* [Directions for this task]: Reproduce word for word the part of the data below that starts with the line containing "Quick question — can you spot any ghost" and ends with the line containing "7 180 22 195", both of those lines included.

Rows of box annotation data
━━━

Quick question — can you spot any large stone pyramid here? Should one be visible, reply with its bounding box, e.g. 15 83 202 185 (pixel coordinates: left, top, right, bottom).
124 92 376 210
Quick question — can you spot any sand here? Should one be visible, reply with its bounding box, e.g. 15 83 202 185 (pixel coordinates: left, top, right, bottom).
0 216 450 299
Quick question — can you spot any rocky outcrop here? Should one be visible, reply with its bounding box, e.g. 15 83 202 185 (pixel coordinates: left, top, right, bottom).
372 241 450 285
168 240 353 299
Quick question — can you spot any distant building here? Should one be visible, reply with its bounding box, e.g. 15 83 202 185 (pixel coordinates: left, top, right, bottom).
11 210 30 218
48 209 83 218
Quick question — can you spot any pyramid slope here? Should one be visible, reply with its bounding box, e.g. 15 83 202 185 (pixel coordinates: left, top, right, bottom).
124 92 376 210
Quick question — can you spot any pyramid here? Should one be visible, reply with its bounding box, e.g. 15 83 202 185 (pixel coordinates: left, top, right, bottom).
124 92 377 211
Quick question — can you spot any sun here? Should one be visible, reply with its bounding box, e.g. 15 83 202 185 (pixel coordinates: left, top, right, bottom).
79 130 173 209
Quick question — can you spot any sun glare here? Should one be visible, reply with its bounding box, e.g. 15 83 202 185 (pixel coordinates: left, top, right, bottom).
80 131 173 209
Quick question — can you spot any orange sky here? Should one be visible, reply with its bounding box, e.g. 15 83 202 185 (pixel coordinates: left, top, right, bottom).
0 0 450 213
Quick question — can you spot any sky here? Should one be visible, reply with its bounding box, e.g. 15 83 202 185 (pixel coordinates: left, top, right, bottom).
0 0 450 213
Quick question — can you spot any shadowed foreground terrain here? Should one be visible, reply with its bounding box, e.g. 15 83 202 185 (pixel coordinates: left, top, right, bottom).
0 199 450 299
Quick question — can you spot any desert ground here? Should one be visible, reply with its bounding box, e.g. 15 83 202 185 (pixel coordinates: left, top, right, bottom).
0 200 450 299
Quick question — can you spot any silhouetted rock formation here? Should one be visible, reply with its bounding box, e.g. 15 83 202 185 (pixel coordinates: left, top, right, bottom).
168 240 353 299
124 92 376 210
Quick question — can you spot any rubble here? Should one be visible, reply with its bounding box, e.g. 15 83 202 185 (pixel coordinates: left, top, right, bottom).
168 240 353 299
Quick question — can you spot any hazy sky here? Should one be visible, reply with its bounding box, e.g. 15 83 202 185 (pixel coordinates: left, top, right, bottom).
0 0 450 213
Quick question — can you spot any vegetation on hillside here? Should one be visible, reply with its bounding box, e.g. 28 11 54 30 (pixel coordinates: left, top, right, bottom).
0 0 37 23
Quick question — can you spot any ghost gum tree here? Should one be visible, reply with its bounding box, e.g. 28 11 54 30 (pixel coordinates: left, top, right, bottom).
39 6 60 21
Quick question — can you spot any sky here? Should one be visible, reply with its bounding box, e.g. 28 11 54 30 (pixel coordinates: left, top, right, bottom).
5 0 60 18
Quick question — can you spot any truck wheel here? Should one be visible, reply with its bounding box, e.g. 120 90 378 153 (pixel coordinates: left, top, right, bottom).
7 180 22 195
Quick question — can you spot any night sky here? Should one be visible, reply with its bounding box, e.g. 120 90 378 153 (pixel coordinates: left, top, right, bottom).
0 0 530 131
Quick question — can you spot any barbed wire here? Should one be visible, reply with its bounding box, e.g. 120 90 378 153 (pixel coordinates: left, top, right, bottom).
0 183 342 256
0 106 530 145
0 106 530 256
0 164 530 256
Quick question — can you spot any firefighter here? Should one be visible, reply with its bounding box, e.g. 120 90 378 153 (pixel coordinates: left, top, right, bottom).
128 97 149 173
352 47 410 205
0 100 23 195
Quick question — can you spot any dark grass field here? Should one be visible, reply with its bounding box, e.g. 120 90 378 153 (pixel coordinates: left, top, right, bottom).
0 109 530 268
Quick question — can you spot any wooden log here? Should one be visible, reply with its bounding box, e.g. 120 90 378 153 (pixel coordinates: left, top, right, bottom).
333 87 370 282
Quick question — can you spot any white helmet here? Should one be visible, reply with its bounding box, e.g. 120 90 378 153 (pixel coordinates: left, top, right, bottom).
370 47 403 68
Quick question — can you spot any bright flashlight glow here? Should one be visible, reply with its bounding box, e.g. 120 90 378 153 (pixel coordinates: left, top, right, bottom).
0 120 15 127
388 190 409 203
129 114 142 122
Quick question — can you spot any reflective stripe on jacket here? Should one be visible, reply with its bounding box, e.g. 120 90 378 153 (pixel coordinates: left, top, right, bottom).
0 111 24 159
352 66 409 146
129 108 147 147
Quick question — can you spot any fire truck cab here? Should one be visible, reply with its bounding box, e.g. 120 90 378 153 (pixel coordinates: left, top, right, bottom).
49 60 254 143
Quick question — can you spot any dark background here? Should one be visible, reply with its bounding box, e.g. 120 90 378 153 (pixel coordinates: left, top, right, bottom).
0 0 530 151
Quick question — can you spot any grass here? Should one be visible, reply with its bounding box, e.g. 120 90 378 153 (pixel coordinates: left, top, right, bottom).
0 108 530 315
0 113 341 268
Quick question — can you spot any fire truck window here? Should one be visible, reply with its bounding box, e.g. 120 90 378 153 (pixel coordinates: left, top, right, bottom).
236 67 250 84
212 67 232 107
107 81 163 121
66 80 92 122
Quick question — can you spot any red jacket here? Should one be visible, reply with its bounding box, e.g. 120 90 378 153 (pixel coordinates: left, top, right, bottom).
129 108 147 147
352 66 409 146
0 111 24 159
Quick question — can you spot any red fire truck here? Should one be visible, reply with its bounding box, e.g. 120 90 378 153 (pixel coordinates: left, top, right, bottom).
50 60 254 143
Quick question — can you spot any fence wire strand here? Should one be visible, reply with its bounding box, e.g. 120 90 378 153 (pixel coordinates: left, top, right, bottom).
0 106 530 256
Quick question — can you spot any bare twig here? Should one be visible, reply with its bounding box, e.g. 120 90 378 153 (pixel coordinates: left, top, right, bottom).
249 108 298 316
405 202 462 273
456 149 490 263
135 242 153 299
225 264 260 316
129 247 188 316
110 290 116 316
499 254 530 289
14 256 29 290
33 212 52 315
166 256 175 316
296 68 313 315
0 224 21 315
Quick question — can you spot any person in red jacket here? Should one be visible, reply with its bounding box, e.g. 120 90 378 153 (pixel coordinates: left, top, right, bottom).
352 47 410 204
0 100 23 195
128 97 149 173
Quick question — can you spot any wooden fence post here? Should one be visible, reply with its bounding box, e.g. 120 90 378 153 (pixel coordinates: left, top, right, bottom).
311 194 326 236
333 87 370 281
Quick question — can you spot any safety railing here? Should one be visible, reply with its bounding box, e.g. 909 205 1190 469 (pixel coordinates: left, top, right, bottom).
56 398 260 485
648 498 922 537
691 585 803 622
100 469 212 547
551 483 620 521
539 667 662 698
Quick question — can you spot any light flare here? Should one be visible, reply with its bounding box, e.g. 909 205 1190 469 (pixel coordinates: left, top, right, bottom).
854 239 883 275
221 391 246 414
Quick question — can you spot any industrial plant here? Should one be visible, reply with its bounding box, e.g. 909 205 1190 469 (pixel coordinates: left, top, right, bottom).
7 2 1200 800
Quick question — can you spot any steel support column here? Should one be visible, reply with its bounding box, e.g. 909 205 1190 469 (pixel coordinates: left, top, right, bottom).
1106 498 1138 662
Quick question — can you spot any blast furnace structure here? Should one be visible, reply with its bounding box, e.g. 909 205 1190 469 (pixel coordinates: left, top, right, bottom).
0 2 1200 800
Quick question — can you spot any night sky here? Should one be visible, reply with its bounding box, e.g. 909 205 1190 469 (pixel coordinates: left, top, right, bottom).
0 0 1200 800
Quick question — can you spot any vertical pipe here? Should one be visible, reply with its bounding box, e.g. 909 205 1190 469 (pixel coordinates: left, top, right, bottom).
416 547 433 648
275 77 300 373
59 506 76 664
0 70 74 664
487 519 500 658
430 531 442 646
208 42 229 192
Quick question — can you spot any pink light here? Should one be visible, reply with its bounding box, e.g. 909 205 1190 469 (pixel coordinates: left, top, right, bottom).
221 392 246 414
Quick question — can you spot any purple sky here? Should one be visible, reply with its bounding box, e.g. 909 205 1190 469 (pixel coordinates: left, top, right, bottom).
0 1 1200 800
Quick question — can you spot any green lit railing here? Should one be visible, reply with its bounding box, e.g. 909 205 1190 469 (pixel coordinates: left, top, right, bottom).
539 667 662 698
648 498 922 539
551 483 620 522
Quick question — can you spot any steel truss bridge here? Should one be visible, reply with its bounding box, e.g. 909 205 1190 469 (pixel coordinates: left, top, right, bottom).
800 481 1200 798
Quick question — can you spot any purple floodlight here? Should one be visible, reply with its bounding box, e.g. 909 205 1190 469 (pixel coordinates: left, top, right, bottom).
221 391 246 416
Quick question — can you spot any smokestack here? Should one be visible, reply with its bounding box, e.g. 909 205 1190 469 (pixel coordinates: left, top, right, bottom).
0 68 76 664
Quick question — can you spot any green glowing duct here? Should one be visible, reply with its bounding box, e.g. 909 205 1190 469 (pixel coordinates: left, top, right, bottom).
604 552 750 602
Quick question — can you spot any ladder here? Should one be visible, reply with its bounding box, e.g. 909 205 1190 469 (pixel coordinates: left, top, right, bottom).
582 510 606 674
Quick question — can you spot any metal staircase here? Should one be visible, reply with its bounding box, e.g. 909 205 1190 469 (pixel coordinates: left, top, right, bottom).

━━━

* [Answer to the problem]:
Quick question — can you spot any ghost gum tree here? Should one be visible, reply with its bounding box, e.g. 28 11 54 30 (pixel coordinates: left, top, right, bottom).
39 6 60 21
Quick question — can you spot any sky here? Should one be visible, reply with its bounding box, e.g. 28 11 54 30 (pixel coordinates: left, top, right, bottom).
5 0 60 18
Quick question — can you spot any truck wheel here? Should one be visible, reply with its bounding box, e.g. 120 90 378 153 (pixel coordinates: left, top, right, bottom).
7 180 22 195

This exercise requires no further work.